Given request 1: Update the post on AI and assessment between the words "AI isn't the problem...your" and "of artificial intelligence.", inclusive, writing that stretch out again with "framework" replaced by "model".

Passage shown:
━━━━━━━━━━━━━━━━━━━━━━━━━━━━━━

AI isn't the problem...your assessment is...

AI isn't the issue…your assessment is.

Two Quid AI: A framework for K-12 assessment in the age of artificial intelligence.

When assessment and AI try to mix, it feels like AI comes off pretty badly. Often it can be seen as the tool that is breaking our assessments, fuelling plagiarism or cheating, and the instrument that is allowing our students to take all of the rigour out of learning. Those things are possible, so it is easy to blame. Yet, AI is definitely here to stay. So as educators, I think we should probably find a way to make assessment and AI start playing more nicely with each other.

In order to do this, I've come up with something called Two Quid AI, which is aimed at educators teaching in K-12 and how they can start to think about age appropriate ways to deliver the AI and assessment mix in their classroom.

Why Two Quid AI?

Really good question. I was inspired to use this concept for a couple of reasons. The first: the British £2 coin design is about the progression of technology, starting with the iron age and ending up at the age of the internet. They may need to now add a fifth ring to signify AI, and if they do, you know who suggested that first. The coin's design is a masterpiece of historical shorthand.

At its centre sit decorative Celtic swirls representing the Iron Age. Moving outward, a series of cogs and wheels mark the Industrial Revolution. The third ring shifts into a silicon chip pattern, signalling the Computer Age, and the outer ring represents the internet as a network of connecting lines.

━━━━━━━━━━━━━━━━━━━━━━━━━━━━━━

Dataset:
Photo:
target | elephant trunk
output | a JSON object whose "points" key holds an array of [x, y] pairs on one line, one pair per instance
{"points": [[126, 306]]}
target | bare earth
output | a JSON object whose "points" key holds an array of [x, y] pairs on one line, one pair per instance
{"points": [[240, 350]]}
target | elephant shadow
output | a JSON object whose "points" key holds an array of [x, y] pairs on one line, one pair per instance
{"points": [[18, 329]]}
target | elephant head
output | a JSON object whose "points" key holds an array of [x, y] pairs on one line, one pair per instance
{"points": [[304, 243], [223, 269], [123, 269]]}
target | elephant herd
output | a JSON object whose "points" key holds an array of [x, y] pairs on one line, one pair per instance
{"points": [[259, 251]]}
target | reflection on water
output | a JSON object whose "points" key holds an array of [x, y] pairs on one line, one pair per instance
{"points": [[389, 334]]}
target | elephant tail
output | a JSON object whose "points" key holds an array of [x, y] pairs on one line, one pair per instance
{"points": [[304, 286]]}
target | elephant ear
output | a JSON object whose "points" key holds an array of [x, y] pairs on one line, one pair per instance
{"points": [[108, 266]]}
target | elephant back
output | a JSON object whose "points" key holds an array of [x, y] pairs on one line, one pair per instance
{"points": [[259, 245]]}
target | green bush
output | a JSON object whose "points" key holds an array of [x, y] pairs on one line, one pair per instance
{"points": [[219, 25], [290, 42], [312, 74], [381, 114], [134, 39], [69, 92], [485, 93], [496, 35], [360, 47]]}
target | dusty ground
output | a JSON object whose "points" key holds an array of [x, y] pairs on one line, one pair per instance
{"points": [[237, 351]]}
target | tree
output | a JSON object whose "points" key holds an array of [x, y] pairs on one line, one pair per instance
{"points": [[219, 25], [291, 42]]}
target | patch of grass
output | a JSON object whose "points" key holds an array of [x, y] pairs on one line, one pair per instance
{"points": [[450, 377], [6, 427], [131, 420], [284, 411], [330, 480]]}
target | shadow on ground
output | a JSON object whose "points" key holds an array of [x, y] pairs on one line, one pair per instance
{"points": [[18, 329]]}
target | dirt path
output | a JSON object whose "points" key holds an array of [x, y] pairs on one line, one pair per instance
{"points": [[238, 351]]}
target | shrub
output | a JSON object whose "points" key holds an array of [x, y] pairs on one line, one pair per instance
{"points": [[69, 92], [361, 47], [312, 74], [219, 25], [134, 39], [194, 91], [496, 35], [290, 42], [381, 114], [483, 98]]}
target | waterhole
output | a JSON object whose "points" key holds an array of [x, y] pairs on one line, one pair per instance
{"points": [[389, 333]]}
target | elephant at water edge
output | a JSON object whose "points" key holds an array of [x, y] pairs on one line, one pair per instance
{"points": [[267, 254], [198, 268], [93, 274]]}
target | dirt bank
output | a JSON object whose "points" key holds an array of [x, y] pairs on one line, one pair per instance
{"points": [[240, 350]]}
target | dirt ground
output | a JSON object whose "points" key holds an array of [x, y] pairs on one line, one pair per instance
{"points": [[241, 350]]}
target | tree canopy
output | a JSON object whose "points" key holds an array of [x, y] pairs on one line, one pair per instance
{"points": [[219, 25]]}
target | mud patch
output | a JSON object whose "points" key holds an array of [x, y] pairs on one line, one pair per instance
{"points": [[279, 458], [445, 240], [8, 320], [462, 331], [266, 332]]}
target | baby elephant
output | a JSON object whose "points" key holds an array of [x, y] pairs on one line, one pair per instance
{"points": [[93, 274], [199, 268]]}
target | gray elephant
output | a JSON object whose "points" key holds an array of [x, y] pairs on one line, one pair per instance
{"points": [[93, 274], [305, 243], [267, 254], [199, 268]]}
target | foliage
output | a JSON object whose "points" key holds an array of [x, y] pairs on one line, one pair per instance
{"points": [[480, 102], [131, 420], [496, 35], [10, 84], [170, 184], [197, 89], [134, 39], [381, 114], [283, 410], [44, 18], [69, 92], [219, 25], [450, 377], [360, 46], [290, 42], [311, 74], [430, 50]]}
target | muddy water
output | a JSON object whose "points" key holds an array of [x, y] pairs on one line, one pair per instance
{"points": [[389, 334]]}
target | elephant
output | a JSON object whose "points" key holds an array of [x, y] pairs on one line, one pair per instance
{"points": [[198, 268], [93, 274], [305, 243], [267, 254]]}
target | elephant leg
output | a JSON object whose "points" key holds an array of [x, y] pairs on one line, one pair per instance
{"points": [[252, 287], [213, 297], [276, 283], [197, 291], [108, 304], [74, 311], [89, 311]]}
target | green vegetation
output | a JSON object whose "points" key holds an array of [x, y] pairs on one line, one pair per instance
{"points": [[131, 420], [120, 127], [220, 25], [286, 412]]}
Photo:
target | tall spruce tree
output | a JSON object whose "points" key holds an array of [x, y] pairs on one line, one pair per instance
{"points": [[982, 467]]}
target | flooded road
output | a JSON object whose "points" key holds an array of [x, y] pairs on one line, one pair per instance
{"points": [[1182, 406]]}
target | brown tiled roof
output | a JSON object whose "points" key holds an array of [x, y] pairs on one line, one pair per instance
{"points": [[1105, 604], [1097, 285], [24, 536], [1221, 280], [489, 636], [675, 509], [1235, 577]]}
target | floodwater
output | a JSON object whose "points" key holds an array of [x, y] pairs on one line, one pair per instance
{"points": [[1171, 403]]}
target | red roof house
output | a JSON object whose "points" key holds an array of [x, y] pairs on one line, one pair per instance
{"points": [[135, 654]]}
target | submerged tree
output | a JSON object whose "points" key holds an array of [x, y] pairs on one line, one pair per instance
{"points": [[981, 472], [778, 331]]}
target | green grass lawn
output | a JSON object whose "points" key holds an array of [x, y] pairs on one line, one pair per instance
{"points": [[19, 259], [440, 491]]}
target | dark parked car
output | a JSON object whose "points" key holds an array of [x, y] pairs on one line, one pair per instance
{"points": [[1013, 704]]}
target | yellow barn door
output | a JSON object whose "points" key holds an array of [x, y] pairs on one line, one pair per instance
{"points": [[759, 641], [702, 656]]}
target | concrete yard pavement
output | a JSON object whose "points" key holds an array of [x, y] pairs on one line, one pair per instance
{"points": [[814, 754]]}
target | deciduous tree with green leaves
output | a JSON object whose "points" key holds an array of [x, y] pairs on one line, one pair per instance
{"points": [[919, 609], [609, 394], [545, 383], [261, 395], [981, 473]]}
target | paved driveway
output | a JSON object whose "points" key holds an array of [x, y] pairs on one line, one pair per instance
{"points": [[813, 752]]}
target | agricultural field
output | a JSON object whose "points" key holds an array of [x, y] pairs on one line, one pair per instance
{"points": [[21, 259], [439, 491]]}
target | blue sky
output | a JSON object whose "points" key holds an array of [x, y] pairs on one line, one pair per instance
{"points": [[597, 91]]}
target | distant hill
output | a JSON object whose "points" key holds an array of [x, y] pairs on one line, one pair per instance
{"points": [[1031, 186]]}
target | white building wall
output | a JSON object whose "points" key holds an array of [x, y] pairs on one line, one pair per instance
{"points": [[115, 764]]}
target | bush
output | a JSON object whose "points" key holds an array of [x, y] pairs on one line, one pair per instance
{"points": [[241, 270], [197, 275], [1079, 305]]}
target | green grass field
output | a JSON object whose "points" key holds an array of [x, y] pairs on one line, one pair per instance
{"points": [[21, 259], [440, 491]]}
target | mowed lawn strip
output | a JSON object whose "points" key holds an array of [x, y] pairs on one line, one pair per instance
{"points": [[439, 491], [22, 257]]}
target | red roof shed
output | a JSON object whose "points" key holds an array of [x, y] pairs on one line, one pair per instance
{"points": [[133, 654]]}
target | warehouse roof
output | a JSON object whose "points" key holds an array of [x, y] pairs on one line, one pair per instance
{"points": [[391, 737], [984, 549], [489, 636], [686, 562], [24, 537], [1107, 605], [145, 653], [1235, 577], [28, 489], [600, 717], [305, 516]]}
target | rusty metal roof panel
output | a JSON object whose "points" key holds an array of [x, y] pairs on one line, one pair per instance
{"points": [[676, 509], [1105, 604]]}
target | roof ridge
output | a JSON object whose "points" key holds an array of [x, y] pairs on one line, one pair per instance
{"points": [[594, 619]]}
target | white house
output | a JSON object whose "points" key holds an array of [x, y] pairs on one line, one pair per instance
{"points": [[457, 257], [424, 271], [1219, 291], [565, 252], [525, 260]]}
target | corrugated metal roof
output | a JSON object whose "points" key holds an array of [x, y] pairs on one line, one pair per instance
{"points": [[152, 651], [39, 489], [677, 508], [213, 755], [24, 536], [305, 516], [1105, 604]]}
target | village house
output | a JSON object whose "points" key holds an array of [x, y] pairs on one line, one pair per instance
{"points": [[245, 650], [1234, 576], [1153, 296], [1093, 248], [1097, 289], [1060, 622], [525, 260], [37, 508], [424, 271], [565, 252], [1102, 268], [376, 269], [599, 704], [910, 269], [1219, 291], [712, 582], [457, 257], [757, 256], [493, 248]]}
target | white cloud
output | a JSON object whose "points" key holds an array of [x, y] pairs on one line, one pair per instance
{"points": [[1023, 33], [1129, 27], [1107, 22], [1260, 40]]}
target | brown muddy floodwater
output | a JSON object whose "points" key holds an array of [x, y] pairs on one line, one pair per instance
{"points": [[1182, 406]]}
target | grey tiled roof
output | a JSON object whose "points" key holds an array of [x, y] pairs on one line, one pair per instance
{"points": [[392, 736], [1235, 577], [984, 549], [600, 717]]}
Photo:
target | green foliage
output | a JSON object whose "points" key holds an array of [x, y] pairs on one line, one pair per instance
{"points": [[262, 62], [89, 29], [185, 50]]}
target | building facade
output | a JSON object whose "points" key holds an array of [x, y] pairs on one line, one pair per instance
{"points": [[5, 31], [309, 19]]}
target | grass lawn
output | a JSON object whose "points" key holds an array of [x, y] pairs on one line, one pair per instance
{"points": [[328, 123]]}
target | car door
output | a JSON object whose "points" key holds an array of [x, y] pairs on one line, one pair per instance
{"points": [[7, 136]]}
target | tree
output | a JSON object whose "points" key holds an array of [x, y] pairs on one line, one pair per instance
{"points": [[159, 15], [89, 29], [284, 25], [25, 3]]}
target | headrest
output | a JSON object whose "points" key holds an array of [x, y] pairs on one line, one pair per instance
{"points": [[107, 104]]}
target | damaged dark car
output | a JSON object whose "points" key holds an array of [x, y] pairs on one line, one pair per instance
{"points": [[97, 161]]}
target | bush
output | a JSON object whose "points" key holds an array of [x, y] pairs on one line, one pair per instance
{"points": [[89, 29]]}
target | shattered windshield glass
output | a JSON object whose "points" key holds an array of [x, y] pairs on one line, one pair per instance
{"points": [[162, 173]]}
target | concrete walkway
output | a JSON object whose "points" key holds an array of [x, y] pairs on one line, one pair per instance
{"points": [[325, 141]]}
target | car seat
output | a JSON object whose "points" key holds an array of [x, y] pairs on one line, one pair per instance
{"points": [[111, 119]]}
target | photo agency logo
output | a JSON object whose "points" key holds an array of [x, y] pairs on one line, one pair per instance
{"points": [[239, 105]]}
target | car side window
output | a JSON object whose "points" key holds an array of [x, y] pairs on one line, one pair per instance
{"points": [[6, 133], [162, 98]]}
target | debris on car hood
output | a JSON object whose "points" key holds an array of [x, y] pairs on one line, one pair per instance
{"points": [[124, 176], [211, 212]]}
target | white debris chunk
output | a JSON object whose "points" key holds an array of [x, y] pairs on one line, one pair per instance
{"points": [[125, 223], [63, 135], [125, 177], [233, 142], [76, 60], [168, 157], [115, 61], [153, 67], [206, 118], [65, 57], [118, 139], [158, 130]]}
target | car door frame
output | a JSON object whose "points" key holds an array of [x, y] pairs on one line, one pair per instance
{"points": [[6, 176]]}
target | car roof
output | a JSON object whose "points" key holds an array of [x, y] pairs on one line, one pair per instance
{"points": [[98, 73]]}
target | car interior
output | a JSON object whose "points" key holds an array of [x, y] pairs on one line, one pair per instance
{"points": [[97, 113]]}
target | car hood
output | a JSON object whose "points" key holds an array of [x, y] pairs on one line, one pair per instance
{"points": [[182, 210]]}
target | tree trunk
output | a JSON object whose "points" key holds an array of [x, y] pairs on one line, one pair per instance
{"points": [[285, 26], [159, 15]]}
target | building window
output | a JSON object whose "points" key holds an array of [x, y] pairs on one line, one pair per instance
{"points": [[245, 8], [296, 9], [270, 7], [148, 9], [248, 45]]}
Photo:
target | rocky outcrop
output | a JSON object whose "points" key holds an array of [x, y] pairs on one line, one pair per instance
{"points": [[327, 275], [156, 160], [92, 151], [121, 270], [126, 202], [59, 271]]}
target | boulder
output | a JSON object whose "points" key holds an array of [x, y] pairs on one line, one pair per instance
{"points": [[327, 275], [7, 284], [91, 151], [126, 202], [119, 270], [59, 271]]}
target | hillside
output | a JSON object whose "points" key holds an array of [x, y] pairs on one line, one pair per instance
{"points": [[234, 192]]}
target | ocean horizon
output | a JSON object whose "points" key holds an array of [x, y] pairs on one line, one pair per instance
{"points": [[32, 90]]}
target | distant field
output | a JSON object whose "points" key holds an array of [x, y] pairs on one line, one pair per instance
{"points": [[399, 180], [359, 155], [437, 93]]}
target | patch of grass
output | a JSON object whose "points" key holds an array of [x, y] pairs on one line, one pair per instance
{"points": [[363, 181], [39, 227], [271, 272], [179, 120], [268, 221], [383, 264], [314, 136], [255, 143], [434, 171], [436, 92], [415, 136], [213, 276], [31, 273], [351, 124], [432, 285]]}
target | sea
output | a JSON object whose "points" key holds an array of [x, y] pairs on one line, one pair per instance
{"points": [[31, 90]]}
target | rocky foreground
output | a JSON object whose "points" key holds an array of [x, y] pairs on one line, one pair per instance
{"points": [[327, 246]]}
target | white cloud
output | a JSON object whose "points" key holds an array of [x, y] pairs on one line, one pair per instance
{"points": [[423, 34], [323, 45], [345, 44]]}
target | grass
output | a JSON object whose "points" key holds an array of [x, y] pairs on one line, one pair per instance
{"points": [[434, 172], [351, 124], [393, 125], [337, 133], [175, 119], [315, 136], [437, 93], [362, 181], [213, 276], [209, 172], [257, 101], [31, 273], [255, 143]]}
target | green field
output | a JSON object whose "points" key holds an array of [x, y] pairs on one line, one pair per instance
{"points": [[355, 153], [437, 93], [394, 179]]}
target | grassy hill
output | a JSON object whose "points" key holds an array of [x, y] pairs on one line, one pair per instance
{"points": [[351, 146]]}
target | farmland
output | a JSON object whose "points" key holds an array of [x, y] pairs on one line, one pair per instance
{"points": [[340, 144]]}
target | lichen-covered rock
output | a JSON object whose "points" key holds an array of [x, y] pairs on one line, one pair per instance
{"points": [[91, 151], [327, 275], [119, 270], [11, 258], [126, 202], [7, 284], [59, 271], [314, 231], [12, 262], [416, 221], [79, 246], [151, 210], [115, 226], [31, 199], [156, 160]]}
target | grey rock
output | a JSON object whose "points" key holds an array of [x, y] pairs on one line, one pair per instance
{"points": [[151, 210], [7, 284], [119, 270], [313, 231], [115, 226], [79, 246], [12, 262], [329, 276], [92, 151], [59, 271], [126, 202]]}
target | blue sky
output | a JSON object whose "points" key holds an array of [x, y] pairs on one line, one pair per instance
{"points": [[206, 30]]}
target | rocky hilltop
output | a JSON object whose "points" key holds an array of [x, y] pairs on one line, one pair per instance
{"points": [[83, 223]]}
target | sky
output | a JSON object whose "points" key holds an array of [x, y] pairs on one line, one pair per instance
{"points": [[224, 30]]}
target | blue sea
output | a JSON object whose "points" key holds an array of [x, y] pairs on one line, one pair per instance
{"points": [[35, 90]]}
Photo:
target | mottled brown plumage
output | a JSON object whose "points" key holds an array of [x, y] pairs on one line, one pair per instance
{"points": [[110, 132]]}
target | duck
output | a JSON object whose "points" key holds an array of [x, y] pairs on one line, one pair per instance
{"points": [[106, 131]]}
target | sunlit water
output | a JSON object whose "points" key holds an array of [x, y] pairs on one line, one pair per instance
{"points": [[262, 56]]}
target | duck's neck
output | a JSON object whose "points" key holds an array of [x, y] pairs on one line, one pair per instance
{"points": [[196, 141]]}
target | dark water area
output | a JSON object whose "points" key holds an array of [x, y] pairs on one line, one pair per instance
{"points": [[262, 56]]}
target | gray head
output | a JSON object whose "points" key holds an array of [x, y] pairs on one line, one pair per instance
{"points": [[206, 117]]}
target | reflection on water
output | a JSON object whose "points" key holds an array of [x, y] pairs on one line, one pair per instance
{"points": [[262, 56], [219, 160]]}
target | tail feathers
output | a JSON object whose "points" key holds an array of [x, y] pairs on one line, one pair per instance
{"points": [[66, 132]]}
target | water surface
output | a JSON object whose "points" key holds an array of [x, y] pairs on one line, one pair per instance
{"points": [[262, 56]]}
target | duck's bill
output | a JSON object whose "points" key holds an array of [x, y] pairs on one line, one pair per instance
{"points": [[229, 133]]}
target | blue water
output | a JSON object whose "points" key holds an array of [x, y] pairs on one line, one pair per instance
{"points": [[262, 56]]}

━━━━━━━━━━━━━━━━━━━━━━━━━━━━━━

Given request 2: Copy every line of the records that contains the string "duck", treating uppercase and lowercase as different.

Full response 1:
AI isn't the problem...your assessment is...

AI isn't the issue…your assessment is.

Two Quid AI: A model for K-12 assessment in the age of artificial intelligence.

Full response 2:
target | duck
target | duck's neck
target | duck's bill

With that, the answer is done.